— Start of INFORMATION SHOWN —

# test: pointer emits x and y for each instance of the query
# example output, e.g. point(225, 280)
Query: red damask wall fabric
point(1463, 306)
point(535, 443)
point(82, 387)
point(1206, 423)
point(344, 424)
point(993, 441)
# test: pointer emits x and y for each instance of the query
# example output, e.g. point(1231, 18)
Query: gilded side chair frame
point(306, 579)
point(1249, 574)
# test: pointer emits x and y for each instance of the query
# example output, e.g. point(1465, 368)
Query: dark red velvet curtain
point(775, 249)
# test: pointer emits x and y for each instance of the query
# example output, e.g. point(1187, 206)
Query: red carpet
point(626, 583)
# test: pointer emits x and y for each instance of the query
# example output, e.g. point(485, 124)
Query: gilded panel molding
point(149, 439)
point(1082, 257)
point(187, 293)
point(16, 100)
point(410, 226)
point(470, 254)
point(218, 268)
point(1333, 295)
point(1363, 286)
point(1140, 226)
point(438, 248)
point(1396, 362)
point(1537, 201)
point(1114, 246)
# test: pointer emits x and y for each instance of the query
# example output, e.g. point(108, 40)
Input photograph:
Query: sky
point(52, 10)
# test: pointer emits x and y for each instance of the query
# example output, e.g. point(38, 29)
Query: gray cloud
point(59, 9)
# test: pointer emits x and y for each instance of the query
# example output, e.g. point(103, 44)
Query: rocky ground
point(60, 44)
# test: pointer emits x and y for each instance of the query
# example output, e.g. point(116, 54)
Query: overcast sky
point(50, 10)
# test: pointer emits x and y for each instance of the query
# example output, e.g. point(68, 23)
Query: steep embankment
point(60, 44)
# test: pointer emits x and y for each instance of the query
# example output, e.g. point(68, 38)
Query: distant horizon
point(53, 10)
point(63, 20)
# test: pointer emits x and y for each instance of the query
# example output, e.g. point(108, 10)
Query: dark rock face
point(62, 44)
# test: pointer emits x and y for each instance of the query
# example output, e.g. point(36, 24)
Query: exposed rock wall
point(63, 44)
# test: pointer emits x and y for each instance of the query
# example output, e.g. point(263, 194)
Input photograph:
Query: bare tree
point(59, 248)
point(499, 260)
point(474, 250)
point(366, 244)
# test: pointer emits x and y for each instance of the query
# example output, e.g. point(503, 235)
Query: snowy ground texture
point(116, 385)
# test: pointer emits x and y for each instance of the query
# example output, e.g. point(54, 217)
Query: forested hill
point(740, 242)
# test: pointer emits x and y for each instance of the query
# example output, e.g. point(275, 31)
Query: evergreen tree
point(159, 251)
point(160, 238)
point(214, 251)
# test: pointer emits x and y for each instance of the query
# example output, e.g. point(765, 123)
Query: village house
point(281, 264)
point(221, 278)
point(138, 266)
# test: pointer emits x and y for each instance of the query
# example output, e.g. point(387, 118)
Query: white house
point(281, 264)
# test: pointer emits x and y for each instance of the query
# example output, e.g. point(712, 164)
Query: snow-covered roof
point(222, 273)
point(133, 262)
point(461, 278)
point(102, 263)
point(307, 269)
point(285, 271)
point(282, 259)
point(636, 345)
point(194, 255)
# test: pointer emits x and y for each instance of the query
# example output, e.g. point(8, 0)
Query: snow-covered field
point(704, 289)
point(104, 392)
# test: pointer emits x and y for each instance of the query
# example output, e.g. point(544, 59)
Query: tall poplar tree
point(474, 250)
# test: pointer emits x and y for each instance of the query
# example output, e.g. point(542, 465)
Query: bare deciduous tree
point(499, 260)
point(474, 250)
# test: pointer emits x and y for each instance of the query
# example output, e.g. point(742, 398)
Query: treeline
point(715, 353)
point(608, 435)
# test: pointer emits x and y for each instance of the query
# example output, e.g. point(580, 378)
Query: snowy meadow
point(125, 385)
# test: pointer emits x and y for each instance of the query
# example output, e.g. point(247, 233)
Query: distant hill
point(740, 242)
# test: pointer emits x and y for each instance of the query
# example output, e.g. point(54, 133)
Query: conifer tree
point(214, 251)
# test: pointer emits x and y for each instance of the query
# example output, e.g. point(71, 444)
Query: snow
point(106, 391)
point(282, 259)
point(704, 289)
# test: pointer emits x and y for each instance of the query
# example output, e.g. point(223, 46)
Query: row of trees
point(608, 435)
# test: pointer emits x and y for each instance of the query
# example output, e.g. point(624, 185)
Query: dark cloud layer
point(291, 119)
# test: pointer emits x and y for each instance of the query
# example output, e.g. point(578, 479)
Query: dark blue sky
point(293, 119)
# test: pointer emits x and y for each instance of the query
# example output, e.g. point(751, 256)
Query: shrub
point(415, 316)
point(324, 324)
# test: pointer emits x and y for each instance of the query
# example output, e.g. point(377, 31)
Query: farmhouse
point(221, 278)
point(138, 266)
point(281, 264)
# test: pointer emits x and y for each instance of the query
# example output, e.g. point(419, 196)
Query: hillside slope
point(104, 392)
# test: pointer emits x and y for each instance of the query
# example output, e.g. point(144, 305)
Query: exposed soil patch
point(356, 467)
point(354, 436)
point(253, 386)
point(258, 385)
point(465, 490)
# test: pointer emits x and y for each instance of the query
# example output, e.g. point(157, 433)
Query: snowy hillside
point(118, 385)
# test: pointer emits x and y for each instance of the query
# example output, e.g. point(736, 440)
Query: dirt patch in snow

— End of INFORMATION SHOWN —

## WORK REQUIRED
Retype the data exactly as given.

## COMPLETE ANSWER
# test: pointer emits x and y for each instance of the query
# example output, e.g. point(225, 280)
Query: red damask wall fabric
point(1463, 306)
point(535, 443)
point(82, 387)
point(1206, 423)
point(344, 424)
point(993, 441)
# test: pointer emits x and y for each instance of the query
# example output, e.g. point(1231, 18)
Query: gilded side chair frame
point(306, 579)
point(1249, 574)
# test: pointer emits x and y for each instance of the query
# example output, e.g. point(1465, 368)
Query: dark red velvet curtain
point(775, 249)
# test: pointer emits x and y for each instance of the query
# example output, e.g. point(1187, 206)
Query: red carpet
point(626, 583)
# test: pointer emits x and y for each instance of the query
# example output, e.g. point(485, 124)
Query: gilded panel molding
point(149, 439)
point(1082, 257)
point(187, 293)
point(16, 100)
point(410, 226)
point(470, 254)
point(218, 268)
point(1333, 295)
point(1363, 286)
point(1140, 226)
point(438, 248)
point(1396, 362)
point(1537, 201)
point(1114, 246)
# test: pointer emits x and y for each instance of the query
# example output, e.g. point(108, 40)
Input photograph:
Query: sky
point(52, 10)
# test: pointer emits x and y for each instance of the query
# example output, e.g. point(38, 29)
Query: gray cloud
point(59, 9)
# test: pointer emits x and y for each instance of the query
# example output, e.g. point(103, 44)
Query: rocky ground
point(60, 44)
# test: pointer emits x and y for each instance of the query
# example output, e.g. point(116, 54)
Query: overcast sky
point(50, 10)
# test: pointer emits x and y for each instance of the query
# example output, e.g. point(68, 23)
Query: steep embankment
point(60, 44)
# test: pointer emits x and y for each instance of the query
# example output, e.g. point(68, 38)
Query: distant horizon
point(53, 10)
point(63, 20)
# test: pointer emits x and y for each instance of the query
# example output, e.g. point(108, 10)
Query: dark rock face
point(62, 44)
# test: pointer emits x and y for each instance of the query
# example output, e.g. point(36, 24)
Query: exposed rock wall
point(63, 44)
# test: pointer emits x and y for each instance of the query
# example output, e.g. point(263, 194)
Input photograph:
Query: bare tree
point(59, 248)
point(499, 260)
point(474, 250)
point(366, 244)
# test: pointer emits x and y for each instance of the query
# example output, e.g. point(503, 235)
Query: snowy ground texture
point(116, 385)
# test: pointer emits x and y for each instance of the query
# example output, e.g. point(54, 217)
Query: forested hill
point(740, 242)
# test: pointer emits x and y for each instance of the query
# example output, e.g. point(275, 31)
Query: evergreen tree
point(159, 251)
point(160, 238)
point(214, 251)
# test: pointer emits x and y for each instance of the query
# example output, e.g. point(765, 123)
Query: village house
point(281, 264)
point(221, 278)
point(138, 266)
# test: pointer emits x and y for each instance of the query
# example output, e.g. point(387, 118)
Query: white house
point(281, 264)
# test: pointer emits x and y for each instance of the query
# example output, e.g. point(712, 164)
Query: snow-covered roof
point(222, 273)
point(133, 262)
point(461, 278)
point(102, 263)
point(307, 269)
point(285, 271)
point(282, 259)
point(636, 345)
point(194, 255)
# test: pointer emits x and y for each instance of the query
# example output, e.g. point(8, 0)
Query: snow-covered field
point(704, 289)
point(104, 392)
# test: pointer emits x and y for each instance of the query
# example output, e.g. point(544, 59)
Query: tall poplar tree
point(474, 250)
# test: pointer emits x and y for each instance of the query
# example output, e.g. point(542, 465)
Query: bare deciduous tree
point(499, 260)
point(474, 250)
# test: pointer emits x and y for each instance of the query
# example output, e.g. point(742, 398)
Query: treeline
point(715, 353)
point(608, 435)
# test: pointer emits x and y for each instance of the query
# example output, e.g. point(580, 378)
Query: snowy meadow
point(125, 385)
# test: pointer emits x and y for each instance of the query
# example output, e.g. point(247, 233)
Query: distant hill
point(740, 242)
# test: pointer emits x and y for each instance of the query
# example output, e.g. point(54, 133)
Query: conifer tree
point(214, 251)
# test: pointer emits x and y for each instance of the query
# example output, e.g. point(71, 444)
Query: snow
point(106, 391)
point(282, 259)
point(704, 289)
# test: pointer emits x and y for each instance of the query
# example output, e.g. point(223, 46)
Query: row of trees
point(608, 435)
# test: pointer emits x and y for each instance of the query
# example output, e.g. point(624, 185)
Query: dark cloud layer
point(291, 119)
# test: pointer emits x and y for each instance of the query
# example output, e.g. point(578, 479)
Query: dark blue sky
point(293, 119)
# test: pointer emits x and y for each instance of the query
# example output, e.g. point(751, 256)
Query: shrub
point(415, 316)
point(324, 324)
# test: pointer emits x and y for each instance of the query
# example output, e.g. point(377, 31)
Query: farmhouse
point(221, 278)
point(138, 266)
point(281, 264)
# test: pointer emits x and y for each instance of the query
# example output, e.g. point(419, 196)
Query: hillside slope
point(104, 392)
# test: pointer emits x and y for each instance of the query
# example output, e.g. point(144, 305)
Query: exposed soil patch
point(356, 467)
point(354, 436)
point(253, 386)
point(258, 385)
point(465, 490)
# test: pointer emits x and y for each instance of the query
# example output, e.g. point(157, 433)
Query: snowy hillside
point(118, 385)
# test: pointer emits x and y for each instance of the query
# example output, e.g. point(736, 440)
Query: dirt patch in snow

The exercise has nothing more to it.